▸ **Your task**
Rewrite the records below with "flower head" changed to "blossom" and everything else kept the same. Leave the pictures out.

# Data in this exercise start

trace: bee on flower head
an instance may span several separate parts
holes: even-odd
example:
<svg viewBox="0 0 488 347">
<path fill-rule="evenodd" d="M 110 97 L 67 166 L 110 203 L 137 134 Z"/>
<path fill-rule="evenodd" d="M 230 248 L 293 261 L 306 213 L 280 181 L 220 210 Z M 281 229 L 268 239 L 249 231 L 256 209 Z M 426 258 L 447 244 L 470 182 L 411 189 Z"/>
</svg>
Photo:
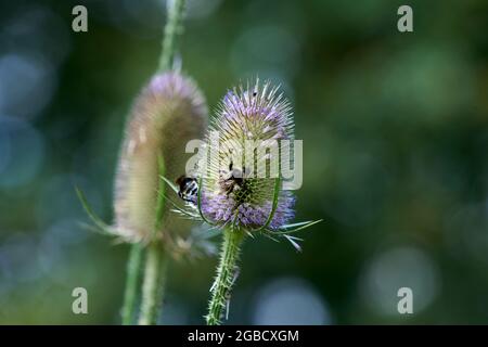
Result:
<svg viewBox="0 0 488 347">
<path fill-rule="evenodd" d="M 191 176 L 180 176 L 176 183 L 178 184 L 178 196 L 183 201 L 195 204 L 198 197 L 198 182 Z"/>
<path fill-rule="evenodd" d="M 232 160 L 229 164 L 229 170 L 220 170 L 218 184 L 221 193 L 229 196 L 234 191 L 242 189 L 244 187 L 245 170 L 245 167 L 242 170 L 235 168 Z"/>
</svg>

# Data in this exercise end

▸ **Completed task**
trace: bee on blossom
an instance may span several separate parts
holes: even-odd
example:
<svg viewBox="0 0 488 347">
<path fill-rule="evenodd" d="M 110 97 L 67 166 L 110 203 L 137 134 Z"/>
<path fill-rule="evenodd" d="M 230 248 L 293 261 L 306 213 L 280 181 L 220 210 Z M 281 229 L 268 239 L 249 231 L 256 209 Z M 426 258 L 447 244 L 470 182 L 411 189 Z"/>
</svg>
Photo:
Result:
<svg viewBox="0 0 488 347">
<path fill-rule="evenodd" d="M 191 176 L 180 176 L 176 183 L 178 184 L 178 196 L 183 201 L 195 204 L 198 197 L 198 182 Z"/>
<path fill-rule="evenodd" d="M 232 160 L 229 164 L 229 170 L 220 170 L 218 184 L 221 193 L 229 196 L 234 191 L 242 189 L 244 187 L 245 170 L 245 167 L 242 170 L 235 168 Z"/>
</svg>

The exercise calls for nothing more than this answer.